Please repeat the items between the line holding "the woman's eyebrow" and the line holding "pixel 166 73", inclusive, word for word.

%%

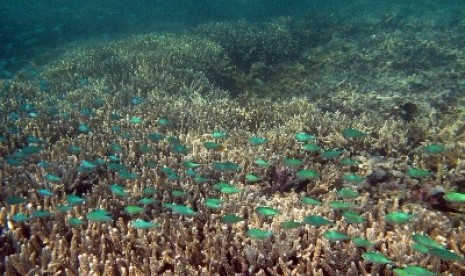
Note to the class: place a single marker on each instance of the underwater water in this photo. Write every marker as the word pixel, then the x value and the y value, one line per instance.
pixel 232 137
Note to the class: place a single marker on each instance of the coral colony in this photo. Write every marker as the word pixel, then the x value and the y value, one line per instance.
pixel 235 149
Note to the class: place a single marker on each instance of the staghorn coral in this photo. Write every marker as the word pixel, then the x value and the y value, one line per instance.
pixel 150 128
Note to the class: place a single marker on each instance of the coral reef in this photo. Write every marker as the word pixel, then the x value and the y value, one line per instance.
pixel 132 158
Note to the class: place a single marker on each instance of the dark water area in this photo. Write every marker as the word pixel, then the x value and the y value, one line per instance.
pixel 239 137
pixel 31 28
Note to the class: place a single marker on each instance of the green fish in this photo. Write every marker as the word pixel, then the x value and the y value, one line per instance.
pixel 75 222
pixel 290 224
pixel 209 145
pixel 304 137
pixel 426 241
pixel 351 177
pixel 348 193
pixel 292 162
pixel 334 235
pixel 307 174
pixel 231 218
pixel 376 258
pixel 445 254
pixel 331 153
pixel 252 178
pixel 261 163
pixel 142 224
pixel 351 133
pixel 454 197
pixel 267 211
pixel 418 173
pixel 434 149
pixel 361 242
pixel 340 205
pixel 351 217
pixel 99 215
pixel 180 209
pixel 259 234
pixel 213 203
pixel 132 210
pixel 311 201
pixel 256 141
pixel 52 178
pixel 118 190
pixel 219 135
pixel 146 201
pixel 20 217
pixel 398 218
pixel 311 147
pixel 317 220
pixel 413 270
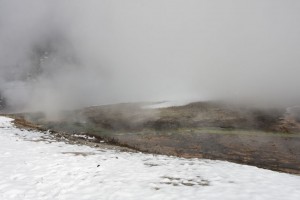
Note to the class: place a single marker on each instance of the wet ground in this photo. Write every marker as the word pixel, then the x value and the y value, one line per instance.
pixel 200 130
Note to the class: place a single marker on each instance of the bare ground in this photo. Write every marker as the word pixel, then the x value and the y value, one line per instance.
pixel 265 138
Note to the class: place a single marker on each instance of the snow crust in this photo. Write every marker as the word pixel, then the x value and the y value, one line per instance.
pixel 33 166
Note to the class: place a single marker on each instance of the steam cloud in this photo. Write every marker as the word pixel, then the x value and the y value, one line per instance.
pixel 57 54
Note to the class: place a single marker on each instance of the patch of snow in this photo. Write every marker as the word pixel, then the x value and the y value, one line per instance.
pixel 32 166
pixel 166 104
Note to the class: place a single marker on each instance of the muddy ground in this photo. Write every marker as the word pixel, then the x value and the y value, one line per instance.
pixel 265 138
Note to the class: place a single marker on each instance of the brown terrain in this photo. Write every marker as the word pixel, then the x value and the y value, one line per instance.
pixel 267 138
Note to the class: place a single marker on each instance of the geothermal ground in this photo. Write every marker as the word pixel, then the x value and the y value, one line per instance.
pixel 267 138
pixel 34 165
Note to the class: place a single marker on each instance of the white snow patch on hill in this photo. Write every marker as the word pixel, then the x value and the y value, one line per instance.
pixel 33 166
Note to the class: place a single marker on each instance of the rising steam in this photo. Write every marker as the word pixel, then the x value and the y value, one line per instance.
pixel 58 54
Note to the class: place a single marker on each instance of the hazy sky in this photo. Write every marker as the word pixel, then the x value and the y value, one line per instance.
pixel 59 53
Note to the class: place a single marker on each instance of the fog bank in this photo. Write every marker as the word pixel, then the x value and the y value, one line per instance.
pixel 57 54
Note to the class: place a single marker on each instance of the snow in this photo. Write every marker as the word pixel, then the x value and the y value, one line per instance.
pixel 34 166
pixel 166 104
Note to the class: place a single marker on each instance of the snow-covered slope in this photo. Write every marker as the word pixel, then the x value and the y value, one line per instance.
pixel 34 166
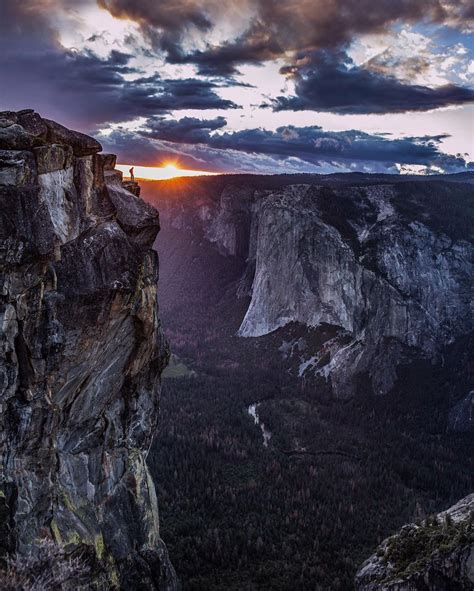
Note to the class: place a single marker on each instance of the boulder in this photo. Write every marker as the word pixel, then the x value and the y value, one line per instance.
pixel 52 157
pixel 81 144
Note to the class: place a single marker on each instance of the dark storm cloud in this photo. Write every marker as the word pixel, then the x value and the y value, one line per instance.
pixel 330 81
pixel 79 88
pixel 195 143
pixel 317 28
pixel 275 27
pixel 188 130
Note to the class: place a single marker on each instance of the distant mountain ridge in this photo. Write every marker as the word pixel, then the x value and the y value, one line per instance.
pixel 388 266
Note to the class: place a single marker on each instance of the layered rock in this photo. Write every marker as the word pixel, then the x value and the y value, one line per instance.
pixel 82 354
pixel 436 555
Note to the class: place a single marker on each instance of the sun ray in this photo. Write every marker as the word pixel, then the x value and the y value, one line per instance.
pixel 168 171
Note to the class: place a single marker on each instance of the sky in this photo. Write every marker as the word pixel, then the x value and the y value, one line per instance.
pixel 260 86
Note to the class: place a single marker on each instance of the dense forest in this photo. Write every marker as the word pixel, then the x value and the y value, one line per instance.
pixel 336 478
pixel 305 511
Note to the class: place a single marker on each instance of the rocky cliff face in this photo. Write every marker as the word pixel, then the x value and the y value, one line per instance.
pixel 436 555
pixel 386 263
pixel 82 353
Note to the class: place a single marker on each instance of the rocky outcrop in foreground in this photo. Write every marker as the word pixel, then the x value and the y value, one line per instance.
pixel 82 351
pixel 437 555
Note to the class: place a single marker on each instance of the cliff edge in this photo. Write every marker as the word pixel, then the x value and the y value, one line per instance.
pixel 82 352
pixel 436 555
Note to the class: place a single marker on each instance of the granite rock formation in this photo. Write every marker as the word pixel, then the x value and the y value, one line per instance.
pixel 436 555
pixel 82 352
pixel 385 262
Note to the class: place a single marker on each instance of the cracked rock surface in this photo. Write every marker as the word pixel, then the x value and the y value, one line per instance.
pixel 82 352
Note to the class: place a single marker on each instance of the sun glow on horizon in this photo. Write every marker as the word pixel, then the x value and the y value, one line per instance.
pixel 160 173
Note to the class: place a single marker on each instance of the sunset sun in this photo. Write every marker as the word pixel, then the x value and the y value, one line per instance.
pixel 169 170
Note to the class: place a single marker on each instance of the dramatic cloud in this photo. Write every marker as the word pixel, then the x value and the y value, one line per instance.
pixel 188 130
pixel 80 88
pixel 330 81
pixel 269 29
pixel 111 64
pixel 195 142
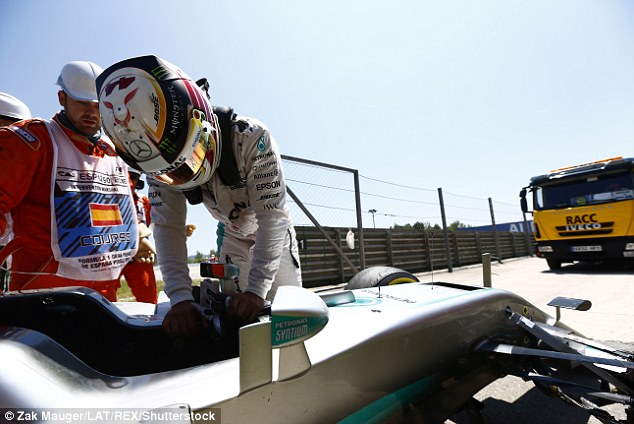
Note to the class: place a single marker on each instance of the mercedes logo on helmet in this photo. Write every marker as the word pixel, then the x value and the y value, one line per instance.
pixel 140 149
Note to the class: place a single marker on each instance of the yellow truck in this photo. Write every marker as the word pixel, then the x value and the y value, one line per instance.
pixel 583 212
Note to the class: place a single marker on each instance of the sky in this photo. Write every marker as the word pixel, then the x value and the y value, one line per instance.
pixel 474 97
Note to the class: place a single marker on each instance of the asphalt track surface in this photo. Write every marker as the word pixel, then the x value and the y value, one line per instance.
pixel 611 318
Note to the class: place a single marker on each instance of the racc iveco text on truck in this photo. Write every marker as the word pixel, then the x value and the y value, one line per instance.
pixel 584 212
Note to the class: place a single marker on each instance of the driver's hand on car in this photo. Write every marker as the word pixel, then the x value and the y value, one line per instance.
pixel 183 320
pixel 245 307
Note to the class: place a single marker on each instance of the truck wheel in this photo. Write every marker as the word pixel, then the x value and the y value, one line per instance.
pixel 380 276
pixel 554 263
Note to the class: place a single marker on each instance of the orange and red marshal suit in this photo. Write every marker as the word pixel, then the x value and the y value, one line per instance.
pixel 140 275
pixel 73 217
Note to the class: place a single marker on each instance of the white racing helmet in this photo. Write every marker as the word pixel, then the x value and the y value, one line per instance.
pixel 77 79
pixel 160 121
pixel 12 107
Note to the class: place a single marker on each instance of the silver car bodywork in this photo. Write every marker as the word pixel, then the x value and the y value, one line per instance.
pixel 366 355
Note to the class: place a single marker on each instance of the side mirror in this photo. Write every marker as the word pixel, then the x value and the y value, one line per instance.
pixel 523 202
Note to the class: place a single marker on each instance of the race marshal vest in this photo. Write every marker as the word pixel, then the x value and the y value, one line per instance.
pixel 93 217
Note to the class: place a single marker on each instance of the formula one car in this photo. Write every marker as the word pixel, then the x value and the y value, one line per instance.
pixel 371 351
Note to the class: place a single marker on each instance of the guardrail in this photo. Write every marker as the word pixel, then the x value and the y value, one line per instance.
pixel 410 250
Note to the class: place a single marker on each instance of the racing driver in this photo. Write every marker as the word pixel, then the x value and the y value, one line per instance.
pixel 73 215
pixel 162 124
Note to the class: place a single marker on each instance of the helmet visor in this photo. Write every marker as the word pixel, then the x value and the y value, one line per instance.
pixel 195 158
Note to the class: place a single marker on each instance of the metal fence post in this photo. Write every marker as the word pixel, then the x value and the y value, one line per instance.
pixel 486 270
pixel 495 233
pixel 445 230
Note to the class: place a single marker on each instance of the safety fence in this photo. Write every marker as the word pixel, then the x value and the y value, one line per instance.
pixel 410 250
pixel 413 228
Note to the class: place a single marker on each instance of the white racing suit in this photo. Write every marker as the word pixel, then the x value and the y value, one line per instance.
pixel 255 232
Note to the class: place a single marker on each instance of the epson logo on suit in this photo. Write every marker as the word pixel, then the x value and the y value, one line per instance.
pixel 267 186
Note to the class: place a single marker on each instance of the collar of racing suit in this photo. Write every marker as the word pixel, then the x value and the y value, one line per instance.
pixel 79 136
pixel 63 119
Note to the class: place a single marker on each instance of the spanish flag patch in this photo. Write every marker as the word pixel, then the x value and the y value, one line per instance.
pixel 105 215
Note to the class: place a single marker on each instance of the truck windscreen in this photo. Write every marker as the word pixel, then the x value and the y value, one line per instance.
pixel 591 190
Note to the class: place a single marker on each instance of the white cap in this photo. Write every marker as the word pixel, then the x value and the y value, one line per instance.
pixel 12 107
pixel 77 79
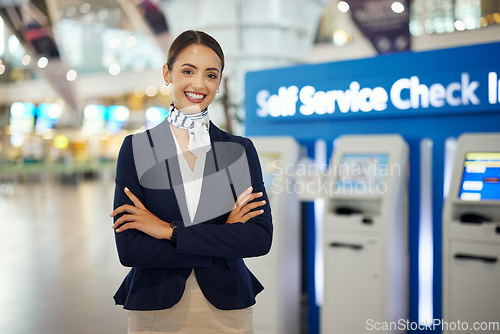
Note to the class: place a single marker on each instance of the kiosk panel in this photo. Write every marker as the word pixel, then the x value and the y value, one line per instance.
pixel 481 177
pixel 361 173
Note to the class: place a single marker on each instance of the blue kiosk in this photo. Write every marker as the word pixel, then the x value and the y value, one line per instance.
pixel 428 98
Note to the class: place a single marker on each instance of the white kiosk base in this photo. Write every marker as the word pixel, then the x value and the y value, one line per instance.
pixel 365 235
pixel 471 238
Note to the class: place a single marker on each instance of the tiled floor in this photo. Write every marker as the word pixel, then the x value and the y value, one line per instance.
pixel 58 263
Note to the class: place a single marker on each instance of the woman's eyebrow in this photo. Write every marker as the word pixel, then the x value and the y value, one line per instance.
pixel 208 69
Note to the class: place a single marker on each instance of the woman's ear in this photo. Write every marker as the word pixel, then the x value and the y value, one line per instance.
pixel 166 73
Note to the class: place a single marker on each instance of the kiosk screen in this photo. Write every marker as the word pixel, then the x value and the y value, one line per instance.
pixel 481 177
pixel 362 174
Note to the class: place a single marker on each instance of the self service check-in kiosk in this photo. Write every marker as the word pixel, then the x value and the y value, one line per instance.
pixel 471 236
pixel 277 310
pixel 365 234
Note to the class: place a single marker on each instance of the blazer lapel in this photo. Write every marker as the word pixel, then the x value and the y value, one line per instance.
pixel 166 150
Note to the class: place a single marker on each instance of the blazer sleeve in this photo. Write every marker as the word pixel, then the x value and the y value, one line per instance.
pixel 238 240
pixel 135 248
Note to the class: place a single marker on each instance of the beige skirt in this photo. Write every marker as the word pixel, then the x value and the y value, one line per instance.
pixel 192 314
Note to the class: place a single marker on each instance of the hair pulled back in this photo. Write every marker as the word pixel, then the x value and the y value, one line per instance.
pixel 189 37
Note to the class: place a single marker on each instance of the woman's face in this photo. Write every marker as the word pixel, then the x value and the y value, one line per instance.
pixel 195 78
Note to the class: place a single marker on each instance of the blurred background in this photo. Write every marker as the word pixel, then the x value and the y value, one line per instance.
pixel 77 76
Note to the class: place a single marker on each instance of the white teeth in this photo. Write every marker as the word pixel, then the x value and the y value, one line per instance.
pixel 195 96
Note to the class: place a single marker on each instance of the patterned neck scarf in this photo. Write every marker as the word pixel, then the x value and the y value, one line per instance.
pixel 196 124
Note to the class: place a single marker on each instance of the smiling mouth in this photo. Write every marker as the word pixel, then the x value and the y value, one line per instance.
pixel 195 97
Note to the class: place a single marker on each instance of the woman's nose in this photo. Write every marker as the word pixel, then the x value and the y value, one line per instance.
pixel 198 81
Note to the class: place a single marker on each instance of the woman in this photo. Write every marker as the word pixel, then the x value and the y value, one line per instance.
pixel 177 219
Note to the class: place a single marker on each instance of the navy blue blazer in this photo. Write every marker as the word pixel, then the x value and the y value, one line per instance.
pixel 213 248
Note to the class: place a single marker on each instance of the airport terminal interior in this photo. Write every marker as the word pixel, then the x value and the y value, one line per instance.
pixel 377 128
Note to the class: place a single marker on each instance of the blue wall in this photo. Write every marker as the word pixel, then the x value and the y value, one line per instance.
pixel 461 85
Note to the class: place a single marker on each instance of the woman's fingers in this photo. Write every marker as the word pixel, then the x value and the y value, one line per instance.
pixel 134 199
pixel 123 219
pixel 249 207
pixel 124 208
pixel 250 215
pixel 243 197
pixel 131 225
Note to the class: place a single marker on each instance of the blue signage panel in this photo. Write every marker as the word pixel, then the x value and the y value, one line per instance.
pixel 461 80
pixel 433 95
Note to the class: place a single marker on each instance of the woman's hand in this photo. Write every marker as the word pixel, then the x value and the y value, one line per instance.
pixel 141 219
pixel 242 211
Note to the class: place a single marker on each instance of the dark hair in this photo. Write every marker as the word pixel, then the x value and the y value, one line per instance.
pixel 189 37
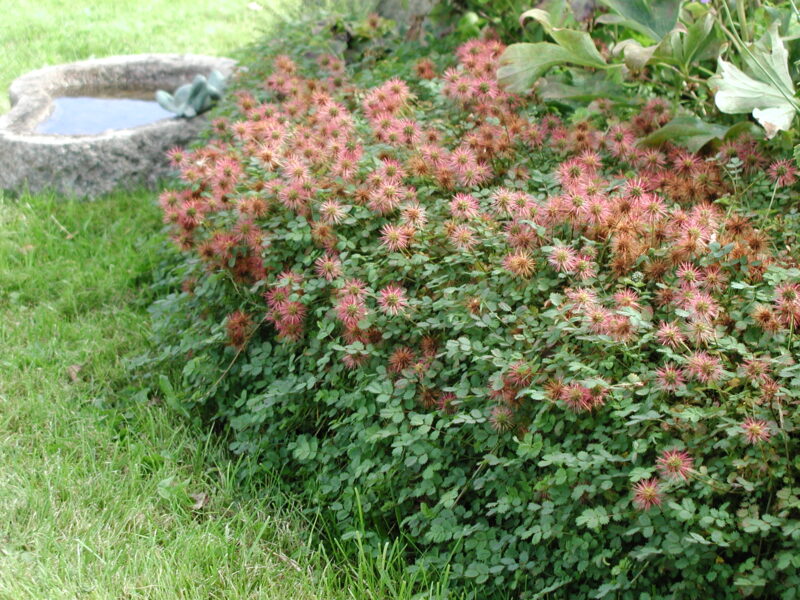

%%

RESPONSE TO THIS EXERCISE:
Note to the class: place a single marker on each instance of the woman's eyebrow in this photo. Write every marker as the word pixel, then the x value and the y value, one line per instance.
pixel 208 69
Note to the class: place a single marker on each instance of the woman's ear in this photo. Write every marker as the word pixel, then the x value and the y value, one line per instance.
pixel 166 73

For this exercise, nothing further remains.